Aim of the task: State how many lines of the material contain the string "negative", with case counting. Give only the number.

Stored items
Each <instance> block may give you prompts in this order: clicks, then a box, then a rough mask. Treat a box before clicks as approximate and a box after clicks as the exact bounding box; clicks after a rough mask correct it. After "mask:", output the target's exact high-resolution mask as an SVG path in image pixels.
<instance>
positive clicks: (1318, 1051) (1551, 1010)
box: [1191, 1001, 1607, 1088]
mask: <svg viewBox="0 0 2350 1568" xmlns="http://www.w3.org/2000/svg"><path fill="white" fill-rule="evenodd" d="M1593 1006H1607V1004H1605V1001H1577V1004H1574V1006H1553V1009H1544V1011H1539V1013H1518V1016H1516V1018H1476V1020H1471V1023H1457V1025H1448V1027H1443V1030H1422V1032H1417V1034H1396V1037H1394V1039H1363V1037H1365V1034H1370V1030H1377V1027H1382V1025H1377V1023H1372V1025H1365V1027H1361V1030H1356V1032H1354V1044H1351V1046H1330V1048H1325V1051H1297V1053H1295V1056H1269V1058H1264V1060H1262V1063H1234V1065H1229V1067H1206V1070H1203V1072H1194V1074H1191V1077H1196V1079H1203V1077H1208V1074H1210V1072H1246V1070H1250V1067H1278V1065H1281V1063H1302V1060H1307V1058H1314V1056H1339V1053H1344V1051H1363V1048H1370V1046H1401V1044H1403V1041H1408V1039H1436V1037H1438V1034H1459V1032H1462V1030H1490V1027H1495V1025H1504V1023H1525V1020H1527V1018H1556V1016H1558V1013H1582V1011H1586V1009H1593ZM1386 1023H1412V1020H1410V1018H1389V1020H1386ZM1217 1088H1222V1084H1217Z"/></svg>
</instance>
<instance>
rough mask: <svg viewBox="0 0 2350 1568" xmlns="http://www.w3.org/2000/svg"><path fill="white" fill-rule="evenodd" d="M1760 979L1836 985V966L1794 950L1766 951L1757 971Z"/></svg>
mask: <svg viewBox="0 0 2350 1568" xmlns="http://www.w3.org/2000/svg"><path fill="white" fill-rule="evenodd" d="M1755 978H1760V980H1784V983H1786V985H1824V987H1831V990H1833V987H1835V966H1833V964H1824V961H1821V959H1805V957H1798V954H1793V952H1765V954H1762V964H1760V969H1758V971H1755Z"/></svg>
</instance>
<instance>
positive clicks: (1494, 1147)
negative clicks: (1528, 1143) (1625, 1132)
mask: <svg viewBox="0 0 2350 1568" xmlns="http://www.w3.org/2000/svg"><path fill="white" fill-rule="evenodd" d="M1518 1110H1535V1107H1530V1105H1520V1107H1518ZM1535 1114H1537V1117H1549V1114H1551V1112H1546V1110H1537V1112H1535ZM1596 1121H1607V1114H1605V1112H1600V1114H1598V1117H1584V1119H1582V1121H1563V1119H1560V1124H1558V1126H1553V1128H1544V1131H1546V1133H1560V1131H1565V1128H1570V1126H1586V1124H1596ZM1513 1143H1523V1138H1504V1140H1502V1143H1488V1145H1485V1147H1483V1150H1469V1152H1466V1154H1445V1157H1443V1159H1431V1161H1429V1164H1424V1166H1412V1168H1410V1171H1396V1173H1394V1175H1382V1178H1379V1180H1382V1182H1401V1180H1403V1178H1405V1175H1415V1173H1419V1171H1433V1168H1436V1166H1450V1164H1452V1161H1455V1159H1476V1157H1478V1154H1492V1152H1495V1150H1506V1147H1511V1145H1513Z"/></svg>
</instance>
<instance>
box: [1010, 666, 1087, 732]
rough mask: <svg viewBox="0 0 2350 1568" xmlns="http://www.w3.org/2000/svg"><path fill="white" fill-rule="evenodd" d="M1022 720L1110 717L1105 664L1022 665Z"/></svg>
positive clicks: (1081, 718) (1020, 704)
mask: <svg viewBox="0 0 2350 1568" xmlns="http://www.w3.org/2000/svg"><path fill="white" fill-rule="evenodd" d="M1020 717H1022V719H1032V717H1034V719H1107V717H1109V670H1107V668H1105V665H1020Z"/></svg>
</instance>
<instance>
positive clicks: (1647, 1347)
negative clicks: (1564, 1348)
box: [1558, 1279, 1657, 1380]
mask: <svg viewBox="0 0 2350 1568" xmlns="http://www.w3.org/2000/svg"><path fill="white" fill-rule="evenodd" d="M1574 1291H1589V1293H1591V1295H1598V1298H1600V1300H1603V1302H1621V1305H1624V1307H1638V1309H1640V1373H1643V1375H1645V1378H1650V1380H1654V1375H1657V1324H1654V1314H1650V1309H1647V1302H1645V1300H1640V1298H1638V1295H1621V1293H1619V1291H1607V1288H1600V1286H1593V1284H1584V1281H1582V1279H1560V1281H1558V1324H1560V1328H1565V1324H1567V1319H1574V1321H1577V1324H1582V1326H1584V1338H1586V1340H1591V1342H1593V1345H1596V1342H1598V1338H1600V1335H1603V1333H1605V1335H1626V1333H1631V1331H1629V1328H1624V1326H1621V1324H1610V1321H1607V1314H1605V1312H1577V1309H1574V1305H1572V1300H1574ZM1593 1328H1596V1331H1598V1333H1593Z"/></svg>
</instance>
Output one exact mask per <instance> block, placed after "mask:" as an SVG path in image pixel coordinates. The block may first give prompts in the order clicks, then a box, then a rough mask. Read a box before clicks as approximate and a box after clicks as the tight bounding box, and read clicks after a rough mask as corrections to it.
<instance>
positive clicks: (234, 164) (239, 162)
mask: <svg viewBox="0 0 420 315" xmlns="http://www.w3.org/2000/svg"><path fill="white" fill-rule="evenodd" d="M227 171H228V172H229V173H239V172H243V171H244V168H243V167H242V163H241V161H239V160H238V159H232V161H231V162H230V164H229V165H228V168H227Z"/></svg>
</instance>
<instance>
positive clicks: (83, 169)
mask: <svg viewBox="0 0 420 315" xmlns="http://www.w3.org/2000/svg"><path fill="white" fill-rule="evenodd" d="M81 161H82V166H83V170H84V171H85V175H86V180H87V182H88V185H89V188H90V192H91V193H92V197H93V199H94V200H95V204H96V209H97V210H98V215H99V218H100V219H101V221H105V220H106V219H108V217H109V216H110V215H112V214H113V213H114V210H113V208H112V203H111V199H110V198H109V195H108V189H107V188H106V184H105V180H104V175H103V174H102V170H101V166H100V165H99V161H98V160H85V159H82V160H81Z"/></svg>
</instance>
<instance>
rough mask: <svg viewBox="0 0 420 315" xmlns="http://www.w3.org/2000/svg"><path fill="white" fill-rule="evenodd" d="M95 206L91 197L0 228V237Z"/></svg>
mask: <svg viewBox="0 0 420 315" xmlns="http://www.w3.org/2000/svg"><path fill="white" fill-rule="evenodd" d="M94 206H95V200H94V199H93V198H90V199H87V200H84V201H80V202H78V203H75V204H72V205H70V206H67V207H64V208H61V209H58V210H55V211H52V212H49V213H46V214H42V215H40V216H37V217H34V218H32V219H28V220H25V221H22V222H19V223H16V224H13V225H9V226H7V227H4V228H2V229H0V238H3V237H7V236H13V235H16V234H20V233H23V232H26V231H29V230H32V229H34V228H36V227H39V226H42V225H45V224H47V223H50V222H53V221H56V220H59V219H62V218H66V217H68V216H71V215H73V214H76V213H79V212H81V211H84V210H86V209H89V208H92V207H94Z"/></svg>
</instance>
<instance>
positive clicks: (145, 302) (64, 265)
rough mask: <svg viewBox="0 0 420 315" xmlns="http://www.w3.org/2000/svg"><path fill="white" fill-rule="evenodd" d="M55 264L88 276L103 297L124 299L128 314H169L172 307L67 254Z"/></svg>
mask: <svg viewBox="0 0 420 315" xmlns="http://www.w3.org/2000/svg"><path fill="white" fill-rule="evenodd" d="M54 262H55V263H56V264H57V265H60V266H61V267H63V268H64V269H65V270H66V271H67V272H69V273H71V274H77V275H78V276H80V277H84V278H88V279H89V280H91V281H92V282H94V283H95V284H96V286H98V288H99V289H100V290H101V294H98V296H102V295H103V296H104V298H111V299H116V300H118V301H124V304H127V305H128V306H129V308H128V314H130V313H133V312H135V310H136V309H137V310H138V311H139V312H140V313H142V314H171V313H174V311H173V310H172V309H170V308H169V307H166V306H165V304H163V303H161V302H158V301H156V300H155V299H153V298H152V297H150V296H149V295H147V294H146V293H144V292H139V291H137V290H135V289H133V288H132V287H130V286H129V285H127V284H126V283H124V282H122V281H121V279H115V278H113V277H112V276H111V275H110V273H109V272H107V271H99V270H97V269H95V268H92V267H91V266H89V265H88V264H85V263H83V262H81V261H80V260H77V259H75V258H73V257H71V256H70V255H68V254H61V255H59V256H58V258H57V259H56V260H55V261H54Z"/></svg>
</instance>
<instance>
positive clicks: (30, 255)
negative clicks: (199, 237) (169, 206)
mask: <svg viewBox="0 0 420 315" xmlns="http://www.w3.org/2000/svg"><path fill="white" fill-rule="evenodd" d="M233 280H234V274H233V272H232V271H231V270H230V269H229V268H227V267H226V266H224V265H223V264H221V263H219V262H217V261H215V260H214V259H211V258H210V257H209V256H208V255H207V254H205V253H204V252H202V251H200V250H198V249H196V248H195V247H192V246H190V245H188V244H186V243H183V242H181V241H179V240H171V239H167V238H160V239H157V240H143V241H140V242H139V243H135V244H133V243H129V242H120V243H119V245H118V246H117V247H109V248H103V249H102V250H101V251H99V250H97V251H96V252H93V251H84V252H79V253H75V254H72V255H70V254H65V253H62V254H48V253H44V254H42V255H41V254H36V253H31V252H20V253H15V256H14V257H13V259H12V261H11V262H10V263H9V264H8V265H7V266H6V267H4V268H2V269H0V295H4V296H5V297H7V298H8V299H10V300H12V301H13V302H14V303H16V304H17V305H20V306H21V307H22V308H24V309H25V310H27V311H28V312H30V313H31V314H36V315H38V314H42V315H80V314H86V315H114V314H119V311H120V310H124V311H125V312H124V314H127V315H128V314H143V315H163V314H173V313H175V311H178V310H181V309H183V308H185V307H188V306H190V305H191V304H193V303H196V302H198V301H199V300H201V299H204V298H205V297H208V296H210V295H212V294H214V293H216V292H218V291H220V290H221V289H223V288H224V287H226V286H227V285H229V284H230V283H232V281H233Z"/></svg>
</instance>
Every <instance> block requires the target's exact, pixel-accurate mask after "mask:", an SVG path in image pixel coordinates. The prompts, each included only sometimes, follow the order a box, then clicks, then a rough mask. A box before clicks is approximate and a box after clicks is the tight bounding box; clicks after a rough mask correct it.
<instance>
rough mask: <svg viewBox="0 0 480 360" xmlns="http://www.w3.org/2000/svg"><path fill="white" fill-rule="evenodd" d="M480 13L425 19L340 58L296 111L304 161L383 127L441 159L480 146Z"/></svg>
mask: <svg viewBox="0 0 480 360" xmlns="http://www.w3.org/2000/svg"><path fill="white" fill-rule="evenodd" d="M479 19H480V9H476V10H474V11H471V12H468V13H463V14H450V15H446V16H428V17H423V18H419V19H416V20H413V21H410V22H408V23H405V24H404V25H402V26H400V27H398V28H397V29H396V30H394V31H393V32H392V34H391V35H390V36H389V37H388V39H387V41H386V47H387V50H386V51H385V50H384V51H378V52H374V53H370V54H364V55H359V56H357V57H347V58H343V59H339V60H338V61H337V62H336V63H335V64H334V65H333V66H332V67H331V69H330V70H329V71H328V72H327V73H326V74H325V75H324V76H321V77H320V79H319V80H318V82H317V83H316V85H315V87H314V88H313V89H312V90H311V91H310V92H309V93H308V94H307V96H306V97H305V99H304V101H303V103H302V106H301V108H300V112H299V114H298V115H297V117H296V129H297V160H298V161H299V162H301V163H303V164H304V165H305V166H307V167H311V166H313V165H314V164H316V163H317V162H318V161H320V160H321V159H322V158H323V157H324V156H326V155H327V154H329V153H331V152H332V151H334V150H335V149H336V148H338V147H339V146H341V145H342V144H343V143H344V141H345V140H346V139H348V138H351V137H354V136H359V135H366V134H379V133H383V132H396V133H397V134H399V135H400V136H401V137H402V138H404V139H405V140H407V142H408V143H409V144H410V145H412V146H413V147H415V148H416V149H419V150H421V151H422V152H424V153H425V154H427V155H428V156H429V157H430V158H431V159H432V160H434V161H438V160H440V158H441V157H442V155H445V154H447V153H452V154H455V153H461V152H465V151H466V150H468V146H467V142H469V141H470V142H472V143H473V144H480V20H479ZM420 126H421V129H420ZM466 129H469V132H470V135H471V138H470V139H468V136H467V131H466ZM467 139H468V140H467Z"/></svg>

Response to this task: 3